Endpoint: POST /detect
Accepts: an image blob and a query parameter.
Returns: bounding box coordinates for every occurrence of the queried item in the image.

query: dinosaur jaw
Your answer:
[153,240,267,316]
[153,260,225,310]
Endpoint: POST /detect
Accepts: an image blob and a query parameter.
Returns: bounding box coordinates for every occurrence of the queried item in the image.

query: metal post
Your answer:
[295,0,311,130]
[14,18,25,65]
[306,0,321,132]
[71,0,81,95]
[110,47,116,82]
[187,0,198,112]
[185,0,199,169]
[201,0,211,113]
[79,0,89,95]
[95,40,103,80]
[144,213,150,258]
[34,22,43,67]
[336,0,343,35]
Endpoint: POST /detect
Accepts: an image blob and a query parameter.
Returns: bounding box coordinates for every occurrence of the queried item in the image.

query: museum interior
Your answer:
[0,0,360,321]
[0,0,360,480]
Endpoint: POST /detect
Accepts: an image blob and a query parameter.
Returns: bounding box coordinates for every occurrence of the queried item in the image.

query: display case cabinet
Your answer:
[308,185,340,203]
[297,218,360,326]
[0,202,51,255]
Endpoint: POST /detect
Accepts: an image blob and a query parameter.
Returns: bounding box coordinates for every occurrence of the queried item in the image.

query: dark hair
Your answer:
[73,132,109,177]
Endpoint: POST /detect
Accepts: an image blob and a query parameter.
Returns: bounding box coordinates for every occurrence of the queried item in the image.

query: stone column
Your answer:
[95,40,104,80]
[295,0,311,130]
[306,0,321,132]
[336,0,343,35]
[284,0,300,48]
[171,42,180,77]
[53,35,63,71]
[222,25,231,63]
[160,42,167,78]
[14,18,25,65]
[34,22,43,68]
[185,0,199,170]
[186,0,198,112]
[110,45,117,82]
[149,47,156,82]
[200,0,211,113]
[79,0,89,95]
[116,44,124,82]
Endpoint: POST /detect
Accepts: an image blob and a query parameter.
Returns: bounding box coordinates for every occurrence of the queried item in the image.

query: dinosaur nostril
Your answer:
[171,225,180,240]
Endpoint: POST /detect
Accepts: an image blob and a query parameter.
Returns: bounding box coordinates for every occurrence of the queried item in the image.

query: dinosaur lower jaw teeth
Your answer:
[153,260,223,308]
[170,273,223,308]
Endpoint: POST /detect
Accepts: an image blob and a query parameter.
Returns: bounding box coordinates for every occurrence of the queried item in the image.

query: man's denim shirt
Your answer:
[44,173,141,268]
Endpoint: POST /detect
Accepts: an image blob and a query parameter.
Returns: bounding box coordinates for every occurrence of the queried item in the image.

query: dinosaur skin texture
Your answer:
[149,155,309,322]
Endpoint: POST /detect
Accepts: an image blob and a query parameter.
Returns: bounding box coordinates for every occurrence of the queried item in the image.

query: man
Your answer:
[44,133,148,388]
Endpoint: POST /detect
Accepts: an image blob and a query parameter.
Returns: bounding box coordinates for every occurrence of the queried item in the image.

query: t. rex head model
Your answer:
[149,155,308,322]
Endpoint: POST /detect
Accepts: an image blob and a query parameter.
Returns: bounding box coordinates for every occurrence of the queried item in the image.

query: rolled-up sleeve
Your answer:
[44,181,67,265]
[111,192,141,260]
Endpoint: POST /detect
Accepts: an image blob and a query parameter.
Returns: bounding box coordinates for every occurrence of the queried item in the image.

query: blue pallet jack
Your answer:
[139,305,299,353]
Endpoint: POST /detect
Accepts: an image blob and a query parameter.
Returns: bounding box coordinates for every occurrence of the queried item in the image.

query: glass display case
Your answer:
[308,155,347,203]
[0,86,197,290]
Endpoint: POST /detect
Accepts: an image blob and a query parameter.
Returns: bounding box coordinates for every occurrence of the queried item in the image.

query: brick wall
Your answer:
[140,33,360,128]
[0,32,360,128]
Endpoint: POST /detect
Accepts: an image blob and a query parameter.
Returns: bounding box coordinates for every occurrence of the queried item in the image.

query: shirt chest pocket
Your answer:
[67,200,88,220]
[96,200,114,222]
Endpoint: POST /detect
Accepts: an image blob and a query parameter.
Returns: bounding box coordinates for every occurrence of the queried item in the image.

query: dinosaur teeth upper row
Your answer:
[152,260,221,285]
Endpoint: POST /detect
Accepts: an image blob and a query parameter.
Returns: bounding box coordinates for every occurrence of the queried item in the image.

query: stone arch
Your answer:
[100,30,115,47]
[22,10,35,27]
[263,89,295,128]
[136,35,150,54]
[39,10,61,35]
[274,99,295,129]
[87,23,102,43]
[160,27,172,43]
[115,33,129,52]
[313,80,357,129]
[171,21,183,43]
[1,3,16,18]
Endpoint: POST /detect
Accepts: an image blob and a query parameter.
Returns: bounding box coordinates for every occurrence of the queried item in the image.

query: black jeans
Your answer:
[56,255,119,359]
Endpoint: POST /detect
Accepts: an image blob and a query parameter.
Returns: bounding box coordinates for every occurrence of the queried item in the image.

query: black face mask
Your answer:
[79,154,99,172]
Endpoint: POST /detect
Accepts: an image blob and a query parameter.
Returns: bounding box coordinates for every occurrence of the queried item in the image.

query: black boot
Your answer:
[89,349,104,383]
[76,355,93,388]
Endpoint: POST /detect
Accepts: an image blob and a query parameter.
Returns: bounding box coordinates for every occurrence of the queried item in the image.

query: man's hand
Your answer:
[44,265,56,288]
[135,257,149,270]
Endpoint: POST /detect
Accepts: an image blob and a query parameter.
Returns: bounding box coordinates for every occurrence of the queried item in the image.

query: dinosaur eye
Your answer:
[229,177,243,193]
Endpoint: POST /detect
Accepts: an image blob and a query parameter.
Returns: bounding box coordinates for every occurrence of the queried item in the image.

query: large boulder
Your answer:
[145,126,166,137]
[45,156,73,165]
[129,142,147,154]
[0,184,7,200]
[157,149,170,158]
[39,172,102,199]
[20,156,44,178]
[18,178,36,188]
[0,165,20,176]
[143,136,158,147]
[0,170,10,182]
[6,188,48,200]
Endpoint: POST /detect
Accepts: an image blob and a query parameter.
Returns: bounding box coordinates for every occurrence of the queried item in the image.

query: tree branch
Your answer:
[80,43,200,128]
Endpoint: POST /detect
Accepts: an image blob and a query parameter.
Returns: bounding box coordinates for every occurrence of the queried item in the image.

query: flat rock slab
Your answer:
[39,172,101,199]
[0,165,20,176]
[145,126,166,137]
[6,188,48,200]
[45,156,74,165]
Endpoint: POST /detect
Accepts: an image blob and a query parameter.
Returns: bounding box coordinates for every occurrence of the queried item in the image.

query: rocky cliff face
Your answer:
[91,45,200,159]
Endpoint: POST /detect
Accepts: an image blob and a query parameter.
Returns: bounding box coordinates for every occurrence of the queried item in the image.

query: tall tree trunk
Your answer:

===

> Set problem
Rewrite the material above from its start through the line containing "[0,0,360,480]", putting "iron post" in place of "metal post" and leaving everything else unchanged.

> Exercise output
Endpoint: POST /detect
Accepts: an image blob and a query parameter.
Returns: bounding box coordinates for every occurrence of the queried item in the image.

query: dinosaur jaw
Your answer:
[153,240,267,316]
[153,260,225,310]
Endpoint: POST /detect
Accepts: an image blob and a query parameter.
Returns: bounding box coordinates for every occurrence of the queried item in the image.

query: iron post
Your answer:
[295,0,311,130]
[14,18,25,65]
[306,0,321,132]
[71,0,81,95]
[110,47,116,82]
[187,0,198,112]
[185,0,199,169]
[201,0,211,113]
[79,0,89,95]
[95,40,103,80]
[144,213,150,258]
[34,22,43,67]
[336,0,343,35]
Endpoint: POST /detect
Accepts: an image blob and a query parameter.
Returns: bounding box coordinates for every occurrence of the queried item in the image.

query: museum interior
Your answer:
[0,0,360,321]
[0,0,360,480]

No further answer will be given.